──────── Data listing ────────

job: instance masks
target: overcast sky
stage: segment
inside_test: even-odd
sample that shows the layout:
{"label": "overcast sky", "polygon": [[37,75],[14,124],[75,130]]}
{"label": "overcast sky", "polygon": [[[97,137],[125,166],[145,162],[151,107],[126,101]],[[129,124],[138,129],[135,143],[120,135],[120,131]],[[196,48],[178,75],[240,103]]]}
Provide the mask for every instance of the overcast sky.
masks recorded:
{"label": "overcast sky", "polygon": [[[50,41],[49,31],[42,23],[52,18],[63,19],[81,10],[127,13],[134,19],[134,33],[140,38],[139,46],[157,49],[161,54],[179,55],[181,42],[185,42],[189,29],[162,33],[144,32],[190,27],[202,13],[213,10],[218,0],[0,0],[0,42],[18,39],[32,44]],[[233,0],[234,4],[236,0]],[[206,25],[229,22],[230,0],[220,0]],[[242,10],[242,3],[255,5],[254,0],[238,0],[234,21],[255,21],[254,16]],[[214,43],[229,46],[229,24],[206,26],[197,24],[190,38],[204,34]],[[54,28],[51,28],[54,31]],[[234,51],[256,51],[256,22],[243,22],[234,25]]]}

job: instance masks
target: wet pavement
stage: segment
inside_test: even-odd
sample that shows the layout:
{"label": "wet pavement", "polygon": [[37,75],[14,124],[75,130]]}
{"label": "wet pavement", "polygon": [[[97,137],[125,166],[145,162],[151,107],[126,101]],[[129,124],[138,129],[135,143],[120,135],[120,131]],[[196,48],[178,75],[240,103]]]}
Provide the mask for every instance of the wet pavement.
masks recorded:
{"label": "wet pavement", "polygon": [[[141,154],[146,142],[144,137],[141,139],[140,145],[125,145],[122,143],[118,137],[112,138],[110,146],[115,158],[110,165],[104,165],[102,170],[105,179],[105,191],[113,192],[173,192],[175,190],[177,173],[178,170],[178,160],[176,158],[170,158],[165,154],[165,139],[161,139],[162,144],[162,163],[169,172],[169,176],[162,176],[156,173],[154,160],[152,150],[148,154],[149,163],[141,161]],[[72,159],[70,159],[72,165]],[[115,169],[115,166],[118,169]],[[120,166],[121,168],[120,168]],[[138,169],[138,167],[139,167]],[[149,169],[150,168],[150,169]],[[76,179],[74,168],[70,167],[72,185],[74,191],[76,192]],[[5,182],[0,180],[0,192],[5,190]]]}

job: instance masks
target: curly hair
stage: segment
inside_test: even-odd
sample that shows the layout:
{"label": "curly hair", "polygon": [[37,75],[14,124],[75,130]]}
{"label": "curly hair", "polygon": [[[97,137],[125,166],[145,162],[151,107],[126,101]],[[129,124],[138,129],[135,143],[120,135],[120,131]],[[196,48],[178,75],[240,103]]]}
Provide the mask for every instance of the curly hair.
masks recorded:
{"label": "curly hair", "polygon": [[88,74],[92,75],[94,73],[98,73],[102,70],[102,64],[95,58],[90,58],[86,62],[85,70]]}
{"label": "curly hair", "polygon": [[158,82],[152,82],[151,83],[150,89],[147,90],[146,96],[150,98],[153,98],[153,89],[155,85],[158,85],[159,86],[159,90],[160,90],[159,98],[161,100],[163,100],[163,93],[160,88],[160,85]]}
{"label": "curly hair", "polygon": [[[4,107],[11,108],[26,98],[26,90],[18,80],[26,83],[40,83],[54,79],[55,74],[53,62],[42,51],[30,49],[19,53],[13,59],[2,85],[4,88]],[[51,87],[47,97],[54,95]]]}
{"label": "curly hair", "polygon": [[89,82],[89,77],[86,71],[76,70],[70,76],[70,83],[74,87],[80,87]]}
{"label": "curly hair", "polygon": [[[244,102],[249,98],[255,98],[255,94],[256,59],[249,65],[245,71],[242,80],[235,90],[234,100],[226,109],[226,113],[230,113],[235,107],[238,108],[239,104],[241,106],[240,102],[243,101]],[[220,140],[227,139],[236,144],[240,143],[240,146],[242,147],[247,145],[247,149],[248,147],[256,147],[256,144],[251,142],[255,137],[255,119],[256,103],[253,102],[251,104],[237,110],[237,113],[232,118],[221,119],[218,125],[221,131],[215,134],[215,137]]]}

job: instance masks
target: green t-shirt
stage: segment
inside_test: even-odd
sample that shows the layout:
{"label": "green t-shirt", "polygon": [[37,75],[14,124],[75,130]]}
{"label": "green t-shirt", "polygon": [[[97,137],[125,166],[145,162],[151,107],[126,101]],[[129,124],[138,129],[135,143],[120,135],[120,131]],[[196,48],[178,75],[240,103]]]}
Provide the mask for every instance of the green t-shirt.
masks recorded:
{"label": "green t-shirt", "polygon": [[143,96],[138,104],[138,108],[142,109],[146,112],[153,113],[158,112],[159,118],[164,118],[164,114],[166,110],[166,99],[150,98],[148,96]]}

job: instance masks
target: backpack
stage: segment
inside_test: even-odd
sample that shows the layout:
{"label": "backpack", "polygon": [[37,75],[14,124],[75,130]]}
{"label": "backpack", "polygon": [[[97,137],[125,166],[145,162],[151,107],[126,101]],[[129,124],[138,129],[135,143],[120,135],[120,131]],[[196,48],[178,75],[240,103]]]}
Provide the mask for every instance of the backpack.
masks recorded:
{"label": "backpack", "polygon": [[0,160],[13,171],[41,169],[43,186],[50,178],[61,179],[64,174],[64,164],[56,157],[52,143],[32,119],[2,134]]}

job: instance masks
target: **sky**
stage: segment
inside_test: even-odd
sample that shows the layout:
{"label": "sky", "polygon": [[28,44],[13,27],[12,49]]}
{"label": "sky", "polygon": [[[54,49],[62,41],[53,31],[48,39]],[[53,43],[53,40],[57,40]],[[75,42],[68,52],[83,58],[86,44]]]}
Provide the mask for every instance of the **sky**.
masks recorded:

────────

Requirements -
Count the lines in the records above that contain the word "Provide". Give only that number.

Result for this task -
6